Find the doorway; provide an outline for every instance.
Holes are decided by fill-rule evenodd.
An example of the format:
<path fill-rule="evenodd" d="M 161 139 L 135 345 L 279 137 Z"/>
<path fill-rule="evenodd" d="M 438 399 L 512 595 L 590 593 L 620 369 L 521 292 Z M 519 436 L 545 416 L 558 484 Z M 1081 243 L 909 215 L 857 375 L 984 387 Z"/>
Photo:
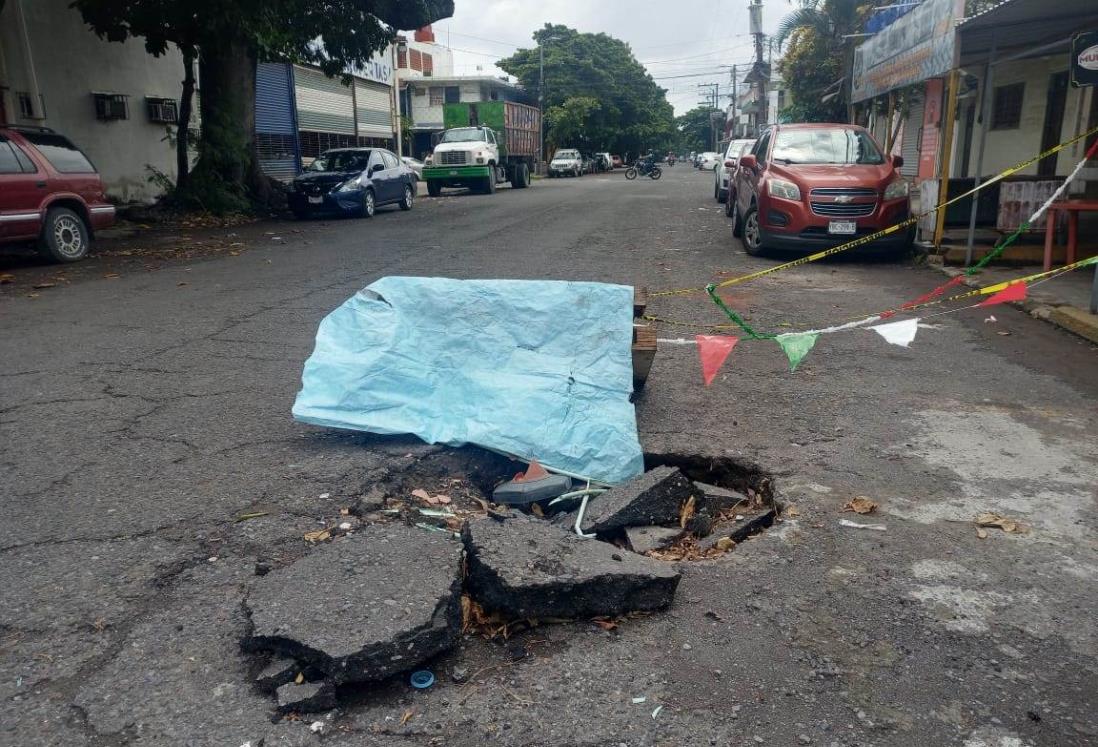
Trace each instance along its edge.
<path fill-rule="evenodd" d="M 1045 103 L 1045 126 L 1041 131 L 1041 152 L 1060 142 L 1067 108 L 1068 73 L 1053 73 L 1048 79 L 1048 100 Z M 1037 176 L 1056 176 L 1056 154 L 1042 158 L 1037 164 Z"/>

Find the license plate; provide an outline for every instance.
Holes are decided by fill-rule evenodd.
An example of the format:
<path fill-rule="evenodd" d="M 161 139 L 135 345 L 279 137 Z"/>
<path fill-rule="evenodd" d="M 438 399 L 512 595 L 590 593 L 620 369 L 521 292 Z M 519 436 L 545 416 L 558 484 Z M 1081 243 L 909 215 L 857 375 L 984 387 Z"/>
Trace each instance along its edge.
<path fill-rule="evenodd" d="M 322 202 L 324 202 L 323 197 L 313 197 L 311 195 L 309 196 L 309 204 L 310 205 L 319 205 Z"/>
<path fill-rule="evenodd" d="M 458 175 L 457 169 L 451 169 L 450 170 L 450 176 L 457 176 L 457 175 Z"/>
<path fill-rule="evenodd" d="M 827 224 L 828 233 L 852 234 L 858 232 L 858 224 L 852 220 L 833 220 Z"/>

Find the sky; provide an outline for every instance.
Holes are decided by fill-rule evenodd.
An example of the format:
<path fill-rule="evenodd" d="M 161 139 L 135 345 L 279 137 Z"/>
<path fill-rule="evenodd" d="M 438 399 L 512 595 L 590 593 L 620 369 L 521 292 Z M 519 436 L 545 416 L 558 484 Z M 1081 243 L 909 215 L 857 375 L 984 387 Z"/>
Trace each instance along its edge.
<path fill-rule="evenodd" d="M 747 5 L 748 0 L 454 0 L 453 17 L 434 30 L 435 40 L 454 51 L 455 75 L 503 75 L 495 61 L 520 46 L 533 47 L 531 35 L 546 23 L 607 33 L 629 43 L 682 114 L 702 101 L 699 83 L 719 83 L 721 106 L 727 105 L 731 70 L 720 66 L 742 67 L 755 54 Z M 763 30 L 773 33 L 793 7 L 790 0 L 764 2 Z"/>

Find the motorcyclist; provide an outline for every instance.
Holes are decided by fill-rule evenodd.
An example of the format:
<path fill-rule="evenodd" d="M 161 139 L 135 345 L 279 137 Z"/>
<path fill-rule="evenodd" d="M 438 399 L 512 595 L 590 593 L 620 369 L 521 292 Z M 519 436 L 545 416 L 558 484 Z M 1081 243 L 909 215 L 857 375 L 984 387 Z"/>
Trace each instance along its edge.
<path fill-rule="evenodd" d="M 645 172 L 651 171 L 652 167 L 656 165 L 656 151 L 649 148 L 648 153 L 641 159 L 641 165 Z"/>

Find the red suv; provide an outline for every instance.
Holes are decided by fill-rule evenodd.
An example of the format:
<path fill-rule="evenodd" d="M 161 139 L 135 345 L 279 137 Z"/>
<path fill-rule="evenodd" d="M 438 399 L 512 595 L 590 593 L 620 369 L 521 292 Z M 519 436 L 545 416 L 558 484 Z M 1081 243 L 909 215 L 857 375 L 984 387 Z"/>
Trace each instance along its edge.
<path fill-rule="evenodd" d="M 45 127 L 0 126 L 0 244 L 37 241 L 47 259 L 75 262 L 112 225 L 103 180 L 79 148 Z"/>
<path fill-rule="evenodd" d="M 902 165 L 856 125 L 774 125 L 740 158 L 732 233 L 755 255 L 818 251 L 887 228 L 911 210 Z M 914 238 L 912 227 L 868 248 L 900 253 Z"/>

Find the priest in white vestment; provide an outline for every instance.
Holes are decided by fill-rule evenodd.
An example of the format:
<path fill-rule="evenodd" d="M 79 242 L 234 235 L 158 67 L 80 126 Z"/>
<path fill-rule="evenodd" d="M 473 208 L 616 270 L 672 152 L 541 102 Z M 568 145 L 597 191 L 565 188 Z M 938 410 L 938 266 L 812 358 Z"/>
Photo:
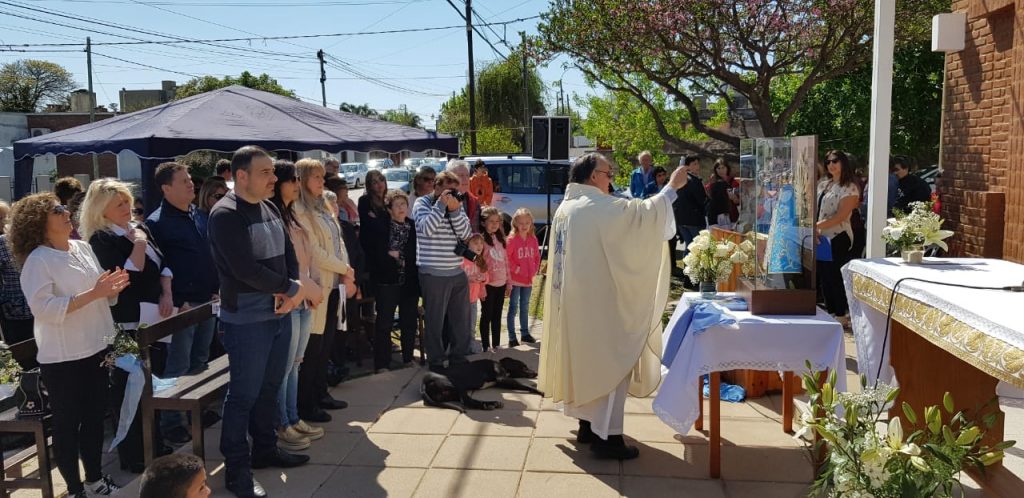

Exercise description -
What the answer must hold: all the data above, given again exactly, without pictures.

Task solution -
Find the doorway; provide an outline for every instance.
Holes are decided by fill-rule evenodd.
An example of the format:
<path fill-rule="evenodd" d="M 161 139 L 135 345 L 279 137 Z"/>
<path fill-rule="evenodd" d="M 438 399 L 512 595 L 590 593 L 620 369 L 521 292 Z M 519 436 L 545 416 L 558 484 Z M 1081 243 L 909 215 L 857 375 L 984 387 Z"/>
Photo:
Trace each instance along its edge.
<path fill-rule="evenodd" d="M 1045 103 L 1045 126 L 1041 131 L 1041 152 L 1060 142 L 1067 108 L 1068 73 L 1053 73 L 1048 79 L 1048 100 Z M 1037 176 L 1056 176 L 1056 154 L 1042 158 L 1037 164 Z"/>

Find the license plate; provide an outline for every instance.
Holes are decided by fill-rule evenodd.
An example of the format:
<path fill-rule="evenodd" d="M 161 139 L 135 345 L 279 137 Z"/>
<path fill-rule="evenodd" d="M 438 399 L 512 595 L 590 593 L 620 369 L 521 292 Z M 519 436 L 545 416 L 558 484 Z M 1081 243 L 909 215 L 857 375 L 984 387 Z"/>
Trace each instance along its edge.
<path fill-rule="evenodd" d="M 322 202 L 324 202 L 323 197 L 313 197 L 311 195 L 309 196 L 309 204 L 310 205 L 319 205 Z"/>
<path fill-rule="evenodd" d="M 458 175 L 457 169 L 451 169 L 450 170 L 450 176 L 457 176 L 457 175 Z"/>
<path fill-rule="evenodd" d="M 827 224 L 828 233 L 852 234 L 858 232 L 858 224 L 852 220 L 833 220 Z"/>

Find the sky; provide an outline for every instance.
Holes are decided by fill-rule evenodd.
An example of the format:
<path fill-rule="evenodd" d="M 161 139 L 135 345 L 279 137 Z"/>
<path fill-rule="evenodd" d="M 438 399 L 512 595 L 590 593 L 620 369 L 521 292 Z M 519 436 L 545 416 L 558 484 Z M 1081 243 L 909 215 L 857 375 L 984 387 Z"/>
Trace each instance along its edge.
<path fill-rule="evenodd" d="M 747 5 L 748 0 L 454 0 L 453 17 L 434 30 L 435 40 L 454 51 L 455 75 L 503 75 L 495 61 L 520 46 L 533 47 L 531 35 L 546 23 L 607 33 L 629 43 L 682 114 L 702 101 L 699 83 L 719 83 L 721 106 L 727 105 L 731 70 L 720 66 L 742 67 L 755 54 Z M 763 30 L 773 33 L 793 7 L 790 0 L 764 2 Z"/>

Find the motorcyclist; provide an outline for every instance.
Holes are decided by fill-rule evenodd.
An example of the format:
<path fill-rule="evenodd" d="M 161 139 L 135 345 L 279 137 Z"/>
<path fill-rule="evenodd" d="M 438 399 L 512 595 L 590 593 L 620 369 L 521 292 Z M 519 436 L 545 416 L 558 484 Z M 1081 243 L 909 215 L 857 375 L 984 387 Z"/>
Trace each instance along its edge.
<path fill-rule="evenodd" d="M 645 172 L 651 171 L 652 167 L 656 165 L 656 151 L 649 148 L 648 153 L 641 159 L 641 165 Z"/>

Find the red suv; provide an outline for every instance.
Holes are decided by fill-rule evenodd.
An example of the format:
<path fill-rule="evenodd" d="M 161 139 L 135 345 L 279 137 Z"/>
<path fill-rule="evenodd" d="M 438 399 L 512 595 L 590 593 L 620 369 L 521 292 Z M 519 436 L 545 416 L 558 484 Z M 1081 243 L 909 215 L 857 375 L 984 387 Z"/>
Trace each instance along its edge.
<path fill-rule="evenodd" d="M 45 127 L 0 126 L 0 244 L 37 241 L 47 259 L 75 262 L 112 225 L 103 180 L 79 148 Z"/>
<path fill-rule="evenodd" d="M 902 165 L 856 125 L 774 125 L 740 158 L 732 233 L 755 255 L 818 251 L 887 228 L 911 210 Z M 914 238 L 912 227 L 868 248 L 900 253 Z"/>

Find the priest in white vestment; provide an outline for every instance.
Holes are decided by fill-rule evenodd.
An example of the format:
<path fill-rule="evenodd" d="M 79 242 L 234 235 L 158 67 L 80 126 Z"/>
<path fill-rule="evenodd" d="M 473 208 L 616 270 L 672 152 L 541 102 Z M 568 145 L 597 191 L 565 188 Z M 938 410 L 938 266 L 812 358 Z"/>
Photo:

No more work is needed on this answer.